INSTRUCTIONS TO FOLLOW: Pictures do not belong in the copy, so please give every entry below again exactly.

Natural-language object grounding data
▼

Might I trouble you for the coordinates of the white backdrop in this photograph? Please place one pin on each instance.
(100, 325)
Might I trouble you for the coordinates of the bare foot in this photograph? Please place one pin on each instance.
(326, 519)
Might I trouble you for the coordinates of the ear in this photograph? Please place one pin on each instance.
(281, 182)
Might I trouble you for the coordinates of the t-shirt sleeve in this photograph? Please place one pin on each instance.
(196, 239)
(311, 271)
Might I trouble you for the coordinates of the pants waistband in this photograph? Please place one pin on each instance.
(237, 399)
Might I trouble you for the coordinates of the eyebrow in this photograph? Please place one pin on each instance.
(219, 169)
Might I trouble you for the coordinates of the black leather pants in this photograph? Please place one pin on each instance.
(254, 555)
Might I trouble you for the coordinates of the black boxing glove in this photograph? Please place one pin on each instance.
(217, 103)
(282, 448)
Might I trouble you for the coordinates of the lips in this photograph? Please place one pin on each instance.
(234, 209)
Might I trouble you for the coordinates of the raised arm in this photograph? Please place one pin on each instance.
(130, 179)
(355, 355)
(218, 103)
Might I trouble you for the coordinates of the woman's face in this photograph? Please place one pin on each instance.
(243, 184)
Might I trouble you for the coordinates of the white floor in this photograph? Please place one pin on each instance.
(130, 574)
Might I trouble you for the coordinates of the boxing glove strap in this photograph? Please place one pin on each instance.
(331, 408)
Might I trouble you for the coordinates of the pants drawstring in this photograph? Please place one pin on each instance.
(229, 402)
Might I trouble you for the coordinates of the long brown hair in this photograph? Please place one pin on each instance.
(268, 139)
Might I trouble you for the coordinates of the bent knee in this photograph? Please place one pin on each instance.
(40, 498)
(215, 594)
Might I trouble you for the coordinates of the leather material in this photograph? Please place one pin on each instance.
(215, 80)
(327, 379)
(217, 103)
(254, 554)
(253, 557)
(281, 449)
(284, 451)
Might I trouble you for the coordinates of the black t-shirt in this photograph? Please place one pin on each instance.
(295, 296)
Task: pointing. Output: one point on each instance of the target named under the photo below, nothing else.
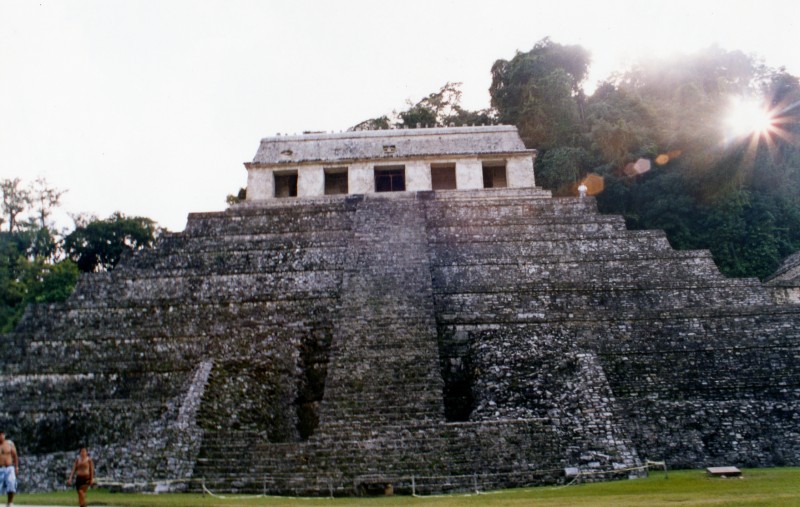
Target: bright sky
(151, 107)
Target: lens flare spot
(641, 166)
(746, 117)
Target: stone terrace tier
(438, 340)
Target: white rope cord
(648, 464)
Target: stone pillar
(418, 176)
(361, 179)
(310, 181)
(519, 172)
(469, 174)
(260, 184)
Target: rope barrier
(471, 479)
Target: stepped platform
(436, 341)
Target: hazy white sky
(150, 107)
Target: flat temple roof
(389, 144)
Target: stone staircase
(448, 339)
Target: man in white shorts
(9, 468)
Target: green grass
(758, 487)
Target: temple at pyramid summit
(403, 310)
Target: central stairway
(384, 366)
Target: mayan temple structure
(404, 308)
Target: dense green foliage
(706, 185)
(99, 244)
(438, 109)
(33, 263)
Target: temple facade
(365, 162)
(403, 311)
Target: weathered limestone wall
(488, 337)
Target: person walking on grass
(9, 468)
(83, 473)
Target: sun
(748, 117)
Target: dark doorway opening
(494, 175)
(390, 179)
(285, 184)
(335, 181)
(443, 176)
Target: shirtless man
(83, 473)
(9, 468)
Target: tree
(43, 199)
(99, 244)
(437, 109)
(541, 93)
(15, 200)
(26, 279)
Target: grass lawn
(758, 487)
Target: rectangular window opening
(336, 181)
(443, 176)
(286, 184)
(390, 179)
(494, 175)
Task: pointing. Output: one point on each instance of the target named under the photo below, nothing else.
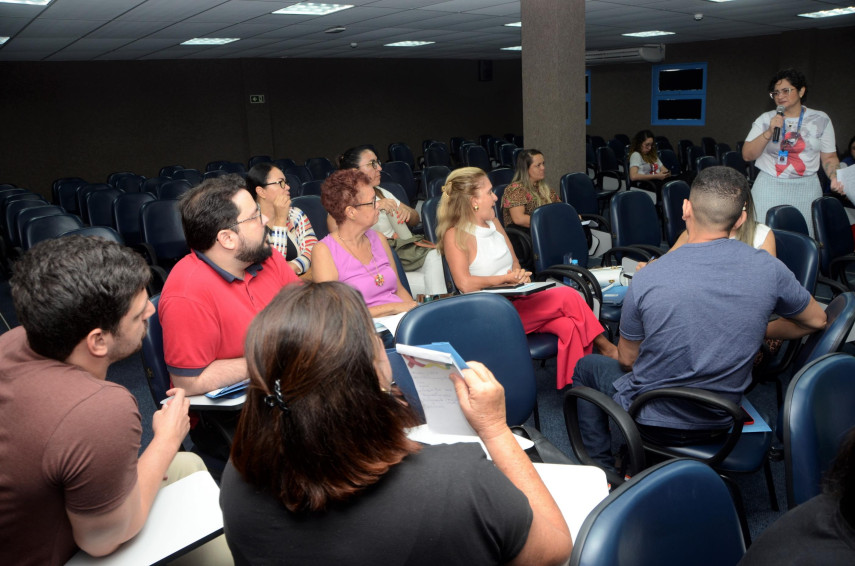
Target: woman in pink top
(355, 254)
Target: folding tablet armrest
(565, 271)
(638, 253)
(700, 396)
(635, 447)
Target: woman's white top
(493, 256)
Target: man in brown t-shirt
(69, 440)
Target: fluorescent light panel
(408, 43)
(830, 13)
(210, 40)
(313, 9)
(653, 33)
(30, 2)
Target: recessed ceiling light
(830, 13)
(408, 43)
(210, 40)
(313, 9)
(653, 33)
(31, 2)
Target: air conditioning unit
(654, 53)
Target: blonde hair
(539, 189)
(455, 208)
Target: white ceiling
(100, 30)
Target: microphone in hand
(776, 133)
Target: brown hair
(455, 208)
(339, 191)
(336, 432)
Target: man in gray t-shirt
(696, 317)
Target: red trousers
(563, 312)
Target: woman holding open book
(480, 255)
(322, 470)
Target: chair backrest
(673, 195)
(154, 363)
(300, 171)
(83, 192)
(498, 341)
(618, 148)
(678, 512)
(402, 173)
(499, 191)
(670, 161)
(311, 205)
(171, 190)
(402, 275)
(733, 159)
(312, 187)
(786, 217)
(397, 190)
(500, 176)
(437, 155)
(402, 152)
(577, 190)
(256, 159)
(99, 207)
(434, 172)
(13, 209)
(126, 215)
(506, 154)
(96, 231)
(160, 223)
(24, 215)
(192, 176)
(800, 253)
(817, 415)
(840, 316)
(476, 156)
(634, 220)
(606, 159)
(555, 231)
(47, 227)
(720, 150)
(67, 195)
(705, 161)
(429, 221)
(130, 183)
(319, 167)
(832, 229)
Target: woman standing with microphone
(789, 145)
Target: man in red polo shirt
(213, 293)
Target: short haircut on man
(718, 196)
(64, 288)
(208, 208)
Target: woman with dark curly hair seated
(480, 255)
(322, 471)
(355, 254)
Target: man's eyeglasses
(785, 91)
(372, 203)
(253, 217)
(281, 182)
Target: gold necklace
(379, 280)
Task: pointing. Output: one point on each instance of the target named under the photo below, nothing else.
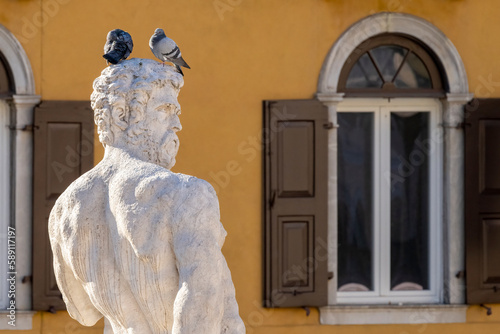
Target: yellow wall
(256, 50)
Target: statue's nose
(176, 124)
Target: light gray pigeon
(165, 49)
(118, 46)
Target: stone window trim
(21, 104)
(453, 159)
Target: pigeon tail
(179, 69)
(179, 61)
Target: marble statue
(132, 241)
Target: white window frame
(381, 293)
(4, 199)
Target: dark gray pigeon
(118, 46)
(165, 49)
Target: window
(389, 212)
(4, 195)
(390, 65)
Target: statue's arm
(197, 240)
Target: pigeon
(165, 49)
(118, 46)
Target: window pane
(388, 59)
(355, 201)
(413, 74)
(364, 75)
(409, 201)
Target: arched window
(389, 175)
(391, 66)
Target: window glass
(355, 204)
(413, 74)
(388, 59)
(409, 200)
(364, 74)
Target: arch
(18, 63)
(397, 23)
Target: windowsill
(392, 314)
(24, 320)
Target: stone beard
(132, 241)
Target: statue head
(136, 109)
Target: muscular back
(126, 239)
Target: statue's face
(162, 121)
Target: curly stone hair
(122, 92)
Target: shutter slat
(482, 202)
(295, 203)
(64, 149)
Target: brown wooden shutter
(295, 202)
(482, 201)
(63, 150)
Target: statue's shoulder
(84, 197)
(176, 187)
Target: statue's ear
(120, 117)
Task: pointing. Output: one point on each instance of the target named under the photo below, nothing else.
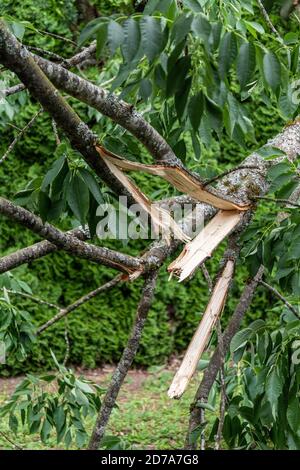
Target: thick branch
(67, 241)
(33, 252)
(19, 60)
(65, 311)
(125, 361)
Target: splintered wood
(180, 178)
(161, 218)
(196, 251)
(200, 339)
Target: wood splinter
(180, 178)
(200, 339)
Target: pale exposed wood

▲

RESPONSE:
Might I trouble you for the coordinates of the white backdrop in this photograph? Please place one pin on each instance.
(100, 325)
Might I trouble you for the coordinates of the bare foot in this photograph? Please place one pin on each instance.
(326, 519)
Might I trouble you for the coordinates of the ear in this photograph? Please place one pin on each instance.
(281, 182)
Might I trouble you for the coordinates of the t-shirt sleeve in this photograph? Please place one pin on each instance.
(196, 239)
(311, 271)
Might I trouble you for the coordinates of the pants waistband in this photograph? Please place one pin on each instance.
(237, 399)
Might I trouble you for the coordinates of the eyebrow in this photograph? Please place one pin on each instance.
(219, 169)
Might I trouble you for the coordinates of the black leather pants in this photograph? Please place one pin on each instance.
(254, 555)
Might I trouble you for the coordinates of the black boxing glove in this photograph? Please place one pin on each instance.
(217, 103)
(282, 448)
Might I trouble you for the coordinates of the lips in this photograph? Please place one pin on each instance.
(234, 209)
Might I trouble you for the coordinates of the raised arm in this photograph? Please place one pin on each instance.
(130, 179)
(355, 355)
(218, 103)
Might I trouble you for the coordinates of the woman's face in this photograph? Please place one pin on each instance.
(243, 184)
Might I trouble you for the coordinates of the white floor in this photograph? Please place one pin on each instance.
(130, 574)
Might I trouble you for the coordinates of the boxing glove strap in this photograph? Please place one pin on each instance.
(331, 408)
Might I trouble you for the coordinates of the pants drawstring in this photograph? Please place one pin on each instance.
(229, 402)
Might I trouble you for the coordinates of the long brown hair in this photograph? Please place one pin on each instance.
(268, 139)
Might I trouble you for the coordinates of the bent knee in this photograph? Please place one pin on each instance.
(40, 498)
(215, 594)
Might I trouble you for the coordinates of the leather material in this photograph? Please place one pin on each instance.
(215, 80)
(327, 379)
(217, 103)
(254, 554)
(253, 557)
(281, 449)
(284, 451)
Might I trouble you for the coordinates of the black t-shirt in this photograph? Please place one pin on each instance.
(295, 296)
Task: pointing. Output: one point on each instance of the target named under the photo below, nothing else.
Target: bright sky
(151, 107)
Target: lens flare spot
(641, 166)
(746, 117)
Target: stone terrace tier
(438, 340)
Target: white rope cord
(648, 464)
Target: stone pillar
(418, 176)
(361, 179)
(310, 181)
(519, 172)
(469, 174)
(260, 184)
Target: rope barrier
(471, 479)
Target: stepped platform
(436, 341)
Target: hazy white sky
(150, 107)
Target: flat temple roof
(389, 144)
Target: stone staircase
(448, 339)
Target: man in white shorts
(9, 468)
Target: green grass
(758, 487)
Target: temple at pyramid summit
(403, 310)
Target: central stairway
(384, 366)
Target: mayan temple structure
(404, 308)
Target: dense green foliage
(706, 185)
(99, 244)
(438, 109)
(33, 263)
Target: temple facade
(365, 162)
(403, 311)
Target: weathered limestone wall
(488, 337)
Target: person walking on grass
(9, 468)
(83, 473)
Target: sun
(748, 117)
Target: dark doorway opening
(494, 175)
(390, 179)
(285, 184)
(335, 181)
(443, 176)
Target: shirtless man
(83, 473)
(9, 468)
Target: tree
(43, 199)
(99, 244)
(437, 109)
(541, 93)
(15, 200)
(26, 279)
Target: grass lawn
(758, 487)
Target: rectangular window opening
(336, 181)
(443, 176)
(286, 184)
(390, 179)
(494, 175)
Task: pointing. Output: one point on each instance of the target named under the photo below, nothing else.
Target: woman in pink top
(355, 254)
Target: folding tablet armrest
(565, 271)
(638, 253)
(700, 396)
(635, 447)
Target: woman's white top
(493, 256)
Target: man in brown t-shirt
(69, 440)
Target: fluorescent light panel
(408, 43)
(830, 13)
(210, 40)
(313, 9)
(653, 33)
(30, 2)
Target: recessed ceiling light
(830, 13)
(408, 43)
(210, 40)
(313, 9)
(653, 33)
(31, 2)
Target: air conditioning unit
(654, 53)
Target: blonde hair
(539, 189)
(455, 208)
Target: white ceiling
(100, 30)
Target: microphone in hand
(776, 133)
Target: brown hair
(455, 208)
(339, 191)
(336, 432)
Target: man in gray t-shirt
(696, 317)
Target: red trousers
(563, 312)
Target: woman holding open book
(480, 255)
(322, 470)
Target: chair backrest
(673, 195)
(154, 363)
(300, 171)
(83, 192)
(498, 341)
(618, 148)
(678, 512)
(402, 173)
(499, 191)
(670, 161)
(311, 205)
(171, 190)
(402, 275)
(733, 159)
(312, 187)
(786, 217)
(397, 190)
(500, 176)
(437, 155)
(402, 152)
(577, 190)
(256, 159)
(99, 207)
(434, 172)
(13, 209)
(126, 215)
(506, 154)
(96, 231)
(160, 223)
(24, 215)
(192, 176)
(800, 253)
(817, 415)
(840, 316)
(476, 156)
(634, 220)
(606, 159)
(555, 231)
(47, 227)
(720, 150)
(67, 195)
(705, 161)
(429, 221)
(130, 183)
(319, 167)
(832, 229)
Target: woman standing with microphone
(789, 145)
Target: man in red polo shirt
(213, 293)
Target: short haircut on man
(718, 196)
(64, 288)
(208, 208)
Target: woman with dark curly hair seated
(480, 255)
(322, 471)
(355, 254)
Target: man's eyeglasses
(785, 91)
(372, 203)
(253, 217)
(281, 182)
Target: gold necklace
(379, 280)
Task: pointing. Output: one point on each instance of the target named under the photo below, nothing else.
Target: yellow wall
(256, 50)
Target: statue's nose
(176, 124)
Target: light gray pigeon
(165, 49)
(118, 46)
Target: stone window trim
(21, 104)
(453, 159)
Target: pigeon tail
(179, 69)
(179, 61)
Target: marble statue
(132, 241)
Target: white window frame
(381, 293)
(4, 199)
Target: dark gray pigeon
(118, 46)
(165, 49)
Target: window
(389, 212)
(4, 195)
(390, 65)
Target: statue's arm
(197, 240)
Target: pigeon
(165, 49)
(118, 46)
Target: window pane
(388, 59)
(355, 201)
(413, 74)
(364, 75)
(409, 201)
Target: arched window
(389, 175)
(391, 66)
Target: window glass
(355, 204)
(413, 74)
(388, 59)
(409, 200)
(364, 74)
Target: arch
(18, 63)
(397, 23)
Target: windowsill
(392, 314)
(24, 320)
Target: stone beard
(132, 241)
Target: statue head
(136, 109)
Target: muscular back
(126, 239)
Target: statue's face
(162, 121)
Target: curly stone hair
(122, 92)
Target: shutter slat
(482, 202)
(295, 203)
(64, 149)
Target: brown wooden shutter
(295, 202)
(482, 201)
(63, 150)
Target: statue's shoulder
(84, 197)
(176, 187)
Target: statue's ear
(120, 117)
Task: pointing. Output: one point on each instance of the target named under the photo below, nothing else.
Target: thick branch
(67, 241)
(33, 252)
(19, 60)
(65, 311)
(125, 361)
Target: splintered wood
(180, 178)
(161, 218)
(196, 251)
(200, 339)
Target: wood splinter
(180, 178)
(200, 339)
Target: pale exposed wood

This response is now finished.